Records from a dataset
• • • •

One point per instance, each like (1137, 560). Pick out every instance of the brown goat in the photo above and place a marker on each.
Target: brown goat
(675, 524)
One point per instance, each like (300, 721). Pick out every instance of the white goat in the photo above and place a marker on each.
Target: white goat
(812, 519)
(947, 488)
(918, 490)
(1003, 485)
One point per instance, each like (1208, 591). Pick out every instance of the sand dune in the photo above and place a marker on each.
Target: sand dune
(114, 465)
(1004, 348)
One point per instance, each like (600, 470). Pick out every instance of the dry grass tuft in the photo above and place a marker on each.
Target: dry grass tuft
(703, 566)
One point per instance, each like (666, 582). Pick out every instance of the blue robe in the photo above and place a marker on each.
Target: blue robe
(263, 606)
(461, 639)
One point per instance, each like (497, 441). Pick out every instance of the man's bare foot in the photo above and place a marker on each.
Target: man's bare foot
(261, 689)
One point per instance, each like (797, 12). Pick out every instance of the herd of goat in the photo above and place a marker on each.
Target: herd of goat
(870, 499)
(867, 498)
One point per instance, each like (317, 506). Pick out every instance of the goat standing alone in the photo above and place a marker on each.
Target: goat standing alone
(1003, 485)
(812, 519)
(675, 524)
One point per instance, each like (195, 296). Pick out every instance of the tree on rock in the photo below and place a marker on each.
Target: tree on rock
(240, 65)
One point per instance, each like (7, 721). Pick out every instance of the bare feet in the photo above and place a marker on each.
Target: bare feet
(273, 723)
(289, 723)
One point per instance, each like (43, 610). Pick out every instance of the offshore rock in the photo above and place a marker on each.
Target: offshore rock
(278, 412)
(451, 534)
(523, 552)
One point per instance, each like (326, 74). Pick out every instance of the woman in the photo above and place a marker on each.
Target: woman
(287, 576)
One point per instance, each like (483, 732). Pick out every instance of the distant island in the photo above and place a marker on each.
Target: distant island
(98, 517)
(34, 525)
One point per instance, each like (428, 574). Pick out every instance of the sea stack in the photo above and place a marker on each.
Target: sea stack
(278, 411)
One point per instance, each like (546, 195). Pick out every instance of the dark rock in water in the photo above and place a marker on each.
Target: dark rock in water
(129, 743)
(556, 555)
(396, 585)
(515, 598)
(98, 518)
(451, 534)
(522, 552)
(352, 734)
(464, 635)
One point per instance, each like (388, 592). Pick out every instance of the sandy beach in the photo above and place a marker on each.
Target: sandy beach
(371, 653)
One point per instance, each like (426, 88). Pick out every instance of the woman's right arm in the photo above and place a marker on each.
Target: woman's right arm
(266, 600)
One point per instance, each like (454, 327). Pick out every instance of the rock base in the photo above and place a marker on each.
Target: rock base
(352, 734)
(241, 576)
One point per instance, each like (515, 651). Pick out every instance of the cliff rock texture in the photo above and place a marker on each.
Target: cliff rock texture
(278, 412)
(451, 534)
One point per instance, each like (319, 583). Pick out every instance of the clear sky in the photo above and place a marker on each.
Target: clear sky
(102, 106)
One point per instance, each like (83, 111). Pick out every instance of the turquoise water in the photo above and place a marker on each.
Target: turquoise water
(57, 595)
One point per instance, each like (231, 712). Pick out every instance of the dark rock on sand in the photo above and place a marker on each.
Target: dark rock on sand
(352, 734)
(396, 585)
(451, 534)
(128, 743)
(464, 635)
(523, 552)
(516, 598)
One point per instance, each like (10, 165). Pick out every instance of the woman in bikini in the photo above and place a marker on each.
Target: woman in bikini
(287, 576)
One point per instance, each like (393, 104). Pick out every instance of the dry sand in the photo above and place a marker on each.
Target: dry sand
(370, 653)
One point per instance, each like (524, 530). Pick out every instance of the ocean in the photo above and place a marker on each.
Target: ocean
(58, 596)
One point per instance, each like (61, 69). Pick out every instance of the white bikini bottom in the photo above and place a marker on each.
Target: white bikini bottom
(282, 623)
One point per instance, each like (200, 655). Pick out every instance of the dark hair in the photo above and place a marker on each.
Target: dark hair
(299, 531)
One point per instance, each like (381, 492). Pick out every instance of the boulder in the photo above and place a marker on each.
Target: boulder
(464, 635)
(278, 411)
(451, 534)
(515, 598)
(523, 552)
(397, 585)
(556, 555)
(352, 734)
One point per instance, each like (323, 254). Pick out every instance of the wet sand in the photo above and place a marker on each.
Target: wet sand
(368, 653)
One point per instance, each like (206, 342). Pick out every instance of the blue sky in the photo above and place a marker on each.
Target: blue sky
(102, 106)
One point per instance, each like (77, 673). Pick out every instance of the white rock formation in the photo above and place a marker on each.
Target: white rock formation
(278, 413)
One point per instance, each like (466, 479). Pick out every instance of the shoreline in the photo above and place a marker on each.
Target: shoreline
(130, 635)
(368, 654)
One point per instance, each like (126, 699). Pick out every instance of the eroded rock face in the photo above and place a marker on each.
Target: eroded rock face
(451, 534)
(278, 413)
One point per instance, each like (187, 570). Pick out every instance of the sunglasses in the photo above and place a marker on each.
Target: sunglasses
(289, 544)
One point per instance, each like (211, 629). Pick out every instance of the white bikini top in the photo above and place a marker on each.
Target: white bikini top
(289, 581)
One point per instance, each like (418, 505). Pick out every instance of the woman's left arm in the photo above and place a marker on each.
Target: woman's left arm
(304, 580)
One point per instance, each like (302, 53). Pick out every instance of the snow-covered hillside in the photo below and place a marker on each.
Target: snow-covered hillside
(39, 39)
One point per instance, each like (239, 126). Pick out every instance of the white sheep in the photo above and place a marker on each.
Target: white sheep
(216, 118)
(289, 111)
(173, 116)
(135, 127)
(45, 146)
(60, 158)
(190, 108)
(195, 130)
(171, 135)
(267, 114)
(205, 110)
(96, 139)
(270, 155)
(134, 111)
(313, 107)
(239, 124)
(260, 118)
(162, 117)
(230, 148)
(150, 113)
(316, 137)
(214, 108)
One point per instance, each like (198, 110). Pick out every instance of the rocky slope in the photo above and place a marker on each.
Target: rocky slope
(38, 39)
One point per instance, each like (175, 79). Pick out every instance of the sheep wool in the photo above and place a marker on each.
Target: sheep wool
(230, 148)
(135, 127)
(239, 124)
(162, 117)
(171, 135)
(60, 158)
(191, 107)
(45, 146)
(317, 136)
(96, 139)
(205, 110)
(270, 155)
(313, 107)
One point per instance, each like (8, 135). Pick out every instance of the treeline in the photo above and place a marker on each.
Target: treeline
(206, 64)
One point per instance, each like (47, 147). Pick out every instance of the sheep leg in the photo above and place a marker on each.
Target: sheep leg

• • • •

> [ACTIVITY]:
Extract all of the data above and output it character for character.

> [RESPONSE]:
One point per instance, each like (1137, 560). Pick out every instance of the brown goat in the photo above and place a marker on each.
Target: brown goat
(675, 524)
One point per instance, each like (300, 721). Pick out every instance of the white goat in the photo above and place a marker on each.
Target: white goat
(812, 519)
(947, 488)
(918, 490)
(1003, 485)
One point per instance, each like (1208, 591). Pick out every instance of the sand dune in the photo above and place a marker on each.
Target: sand dune
(114, 465)
(1004, 348)
One point per instance, each like (600, 470). Pick out every instance of the dry grass tuft in the photo above and place a marker on each.
Target: dry grass tuft
(703, 566)
One point per instance, each like (666, 582). Pick out every instance of the blue robe in the photo above and place a marker on each.
Target: blue robe
(263, 606)
(461, 639)
One point per instance, each like (497, 441). Pick out every instance of the man's bare foot in the photo above and place a marker on each.
Target: man's bare foot
(261, 689)
One point per instance, each like (797, 12). Pick out every instance of the herd of goat in the photo above and place a marker on each.
Target: herd of goat
(870, 499)
(867, 498)
One point per instance, each like (317, 506). Pick out every instance of the goat standing alone in the photo above and place a marker on each.
Target: goat standing alone
(1003, 485)
(812, 519)
(675, 524)
One point per instance, each like (195, 296). Pick out every instance of the tree on rock in the photo below and place a marker on each.
Target: tree on rock
(240, 65)
One point per instance, each like (7, 721). Pick out every instance of the bare feet in the photo above and place a marker on each.
Target: bare feet
(273, 723)
(289, 723)
One point per instance, each like (43, 610). Pick out every instance of the offshore rock in the photo above and place a marker on each.
Target: offshore rock
(278, 412)
(451, 534)
(523, 552)
One point per instance, each like (326, 74). Pick out every instance of the woman in the photo above and place a marker on each.
Target: woman
(287, 576)
One point per instance, each like (483, 732). Pick out every instance of the distant island in the photo above and place a marker on each.
Target: distant island
(98, 517)
(34, 525)
One point per instance, each like (428, 574). Pick out every instance of the sea stack in the photo above and place a marker on each.
Target: sea stack
(278, 411)
One point per instance, each like (546, 195). Pick out every instance of the dark rock in water in the photo above and place a marker on each.
Target: dark rock in water
(129, 743)
(556, 555)
(396, 585)
(515, 598)
(98, 518)
(451, 534)
(522, 552)
(352, 734)
(464, 635)
One point per instance, each like (388, 592). Pick out every instance of the sandy beach in the photo above and place a marker on each.
Target: sandy beach
(371, 653)
One point per instance, each like (426, 88). Pick out every instance of the woman's right arm in the photo above and place a marker on each.
Target: woman's right arm
(266, 600)
One point per instance, each like (454, 327). Pick out every instance of the rock base in the photo above and place a marker on each.
Target: rock base
(352, 734)
(241, 576)
One point per instance, each like (515, 651). Pick out every instance of the cliff rock texture in the photo above and place a marker on each.
Target: cliff rock texture
(278, 412)
(451, 534)
One point per instance, each like (319, 583). Pick out every instance of the clear sky in the photo above and place a marker on each.
Target: clear sky
(102, 106)
One point per instance, each like (83, 111). Pick out every instance of the turquoise water in the photo above and place a marker on each.
Target: turquoise water
(57, 595)
One point per instance, each like (231, 712). Pick out every instance of the dark rock on sand in the photo above and place a marker on each.
Target: dark rock on sand
(352, 734)
(396, 585)
(451, 534)
(128, 743)
(464, 635)
(523, 552)
(516, 598)
One point per instance, each like (10, 165). Pick out every instance of the woman in bikini in the photo above and place a marker on each.
Target: woman in bikini
(287, 576)
One point per instance, each like (393, 104). Pick out every instance of the dry sand in the photo above and place a marker on each.
Target: dry sand
(370, 653)
One point per instance, each like (524, 530). Pick out every instance of the ocean in the photo above and place a marker on each.
Target: ocean
(58, 596)
One point per instance, each like (61, 69). Pick out every instance of the white bikini bottom in the photo above and place a marker on each.
Target: white bikini bottom
(282, 623)
One point per instance, each like (200, 655). Pick out every instance of the dark hair in the photo above and place a marker on each.
Target: dark hair
(299, 531)
One point per instance, each like (381, 492). Pick out every instance of the boulder in the photo above and place a marker on each.
Target: boulder
(464, 635)
(278, 411)
(451, 534)
(515, 598)
(523, 552)
(397, 585)
(556, 555)
(352, 734)
One point per instance, each like (323, 254). Pick out every instance of the wet sand in the photo above and place a marker on each.
Target: wet sand
(368, 653)
One point per instance, each like (206, 342). Pick out every instance of the blue sky in the photo above and place a marker on each.
Target: blue sky
(102, 106)
One point per instance, each like (77, 673). Pick out every instance of the white rock formation in the photo above and place a marker on each.
Target: white rock formation
(278, 413)
One point per instance, each like (466, 479). Pick out every instance of the shoreline in the photo above and place a marker on each.
Target: shoreline
(130, 635)
(368, 654)
One point per instance, each like (126, 699). Pick out every instance of the eroded rock face in the photo above and place a marker on each.
Target: eroded rock face
(451, 534)
(278, 413)
One point per instance, each like (187, 570). Pick out every instance of the sunglasses in the photo above and place a marker on each.
Target: sunglasses
(289, 544)
One point per instance, each like (211, 629). Pick out every instance of the white bikini top in the photo above and place a marker on each.
Target: white bikini top
(289, 581)
One point per instance, each like (418, 505). Pick out every instance of the woman's left arm in the photo above and place a marker on each.
Target: woman's left arm
(304, 580)
One point per instance, each like (302, 53). Pick out every instance of the snow-covered hillside in the photo below and place a marker on each.
Target: snow-covered hillside
(39, 39)
One point per instance, each like (239, 126). Pick out every instance of the white sheep in the photo above and place a marker on each.
Target: white sheep
(216, 118)
(289, 111)
(173, 116)
(135, 127)
(45, 146)
(60, 158)
(190, 108)
(195, 130)
(171, 135)
(267, 114)
(205, 110)
(96, 139)
(270, 155)
(134, 111)
(313, 107)
(239, 124)
(260, 118)
(162, 117)
(230, 148)
(150, 113)
(316, 137)
(214, 108)
One point per instance, each like (198, 110). Pick out every instance of the rocky slope in the photo above and place a marker on each.
Target: rocky slope
(38, 39)
One point per instance, each like (175, 79). Pick out every instance of the sheep wool in the photo above and place a marker on each.
Target: sheep wool
(230, 148)
(135, 127)
(239, 124)
(162, 117)
(171, 135)
(60, 158)
(191, 107)
(45, 146)
(317, 136)
(96, 139)
(205, 110)
(270, 155)
(313, 107)
One point per instance, each like (8, 135). Pick out every instance of the treeline in the photo above and place a marker on each.
Target: treeline
(206, 64)
One point per instance, each like (47, 147). Pick out every instance of the sheep leg in the photo above and place a marker on each.
Target: sheep leg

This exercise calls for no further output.